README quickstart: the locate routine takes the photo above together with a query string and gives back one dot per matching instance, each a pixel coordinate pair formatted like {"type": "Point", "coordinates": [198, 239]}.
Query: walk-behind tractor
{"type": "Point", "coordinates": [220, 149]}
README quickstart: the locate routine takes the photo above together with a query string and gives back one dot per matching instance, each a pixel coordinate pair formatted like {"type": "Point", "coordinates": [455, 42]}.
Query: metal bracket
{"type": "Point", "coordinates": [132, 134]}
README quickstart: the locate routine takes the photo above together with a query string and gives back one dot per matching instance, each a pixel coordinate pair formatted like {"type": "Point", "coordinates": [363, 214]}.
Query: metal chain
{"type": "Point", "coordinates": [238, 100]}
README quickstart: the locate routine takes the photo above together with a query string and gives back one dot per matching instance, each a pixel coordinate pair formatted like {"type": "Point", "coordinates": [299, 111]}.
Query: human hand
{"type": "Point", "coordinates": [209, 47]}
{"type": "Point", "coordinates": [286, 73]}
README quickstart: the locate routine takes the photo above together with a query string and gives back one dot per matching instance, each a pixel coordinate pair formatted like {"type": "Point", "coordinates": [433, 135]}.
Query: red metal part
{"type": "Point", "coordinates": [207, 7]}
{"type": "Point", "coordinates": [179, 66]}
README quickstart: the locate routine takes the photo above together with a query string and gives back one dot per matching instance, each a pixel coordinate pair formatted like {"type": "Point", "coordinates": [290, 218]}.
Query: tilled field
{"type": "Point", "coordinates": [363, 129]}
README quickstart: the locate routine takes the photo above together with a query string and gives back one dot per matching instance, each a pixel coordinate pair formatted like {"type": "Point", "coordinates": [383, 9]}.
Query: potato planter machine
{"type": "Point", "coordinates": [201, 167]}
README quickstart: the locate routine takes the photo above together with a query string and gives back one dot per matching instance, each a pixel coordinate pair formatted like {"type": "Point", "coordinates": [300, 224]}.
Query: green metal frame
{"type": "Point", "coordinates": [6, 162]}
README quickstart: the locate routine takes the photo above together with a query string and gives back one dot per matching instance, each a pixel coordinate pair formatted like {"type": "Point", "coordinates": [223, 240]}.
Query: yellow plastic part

———

The answer must be all of the entries, restated exactly.

Response to the task:
README quickstart: the locate routine takes the photo above together with a query string and gives back one dot per matching instance, each a pixel coordinate pair formatted like {"type": "Point", "coordinates": [198, 239]}.
Query: walk-behind tractor
{"type": "Point", "coordinates": [220, 149]}
README quickstart: the locate routine takes the photo above together with a query string and gives back one dot per matching instance, each a pixel coordinate pair formatted like {"type": "Point", "coordinates": [455, 42]}.
Query: metal bracket
{"type": "Point", "coordinates": [132, 134]}
README quickstart: the locate routine takes the photo above together with a query string and gives back one dot per matching instance, each a pixel coordinate pair formatted like {"type": "Point", "coordinates": [363, 214]}.
Query: metal chain
{"type": "Point", "coordinates": [238, 100]}
README quickstart: the locate routine takes the photo above together with a query string and gives back one dot per matching instance, each a pixel coordinate pair formatted like {"type": "Point", "coordinates": [299, 111]}.
Query: human hand
{"type": "Point", "coordinates": [209, 47]}
{"type": "Point", "coordinates": [286, 73]}
README quickstart: the locate routine takes the photo above together with a query string and gives back one dot per matching instance, each a pixel coordinate pair formatted like {"type": "Point", "coordinates": [433, 135]}.
Query: red metal part
{"type": "Point", "coordinates": [207, 7]}
{"type": "Point", "coordinates": [179, 66]}
README quickstart: the locate routine takes the photo above together with a query string and gives back one dot per matching instance, each a pixel coordinate pair formatted like {"type": "Point", "coordinates": [290, 218]}.
Query: tilled field
{"type": "Point", "coordinates": [363, 129]}
README quickstart: the locate routine takes the photo above together with a query string and gives back one dot per matching instance, each a pixel coordinate pair formatted like {"type": "Point", "coordinates": [383, 9]}.
Query: potato planter machine
{"type": "Point", "coordinates": [201, 167]}
README quickstart: the locate routine takes the photo above together with a query string and gives back one dot per matching instance, each a pixel coordinate pair formatted like {"type": "Point", "coordinates": [300, 224]}.
Query: green metal frame
{"type": "Point", "coordinates": [6, 162]}
README quickstart: the locate routine takes the photo above together with a query string and gives back one dot per matching instance, each a pixel coordinate pair formatted like {"type": "Point", "coordinates": [223, 240]}.
Query: yellow plastic part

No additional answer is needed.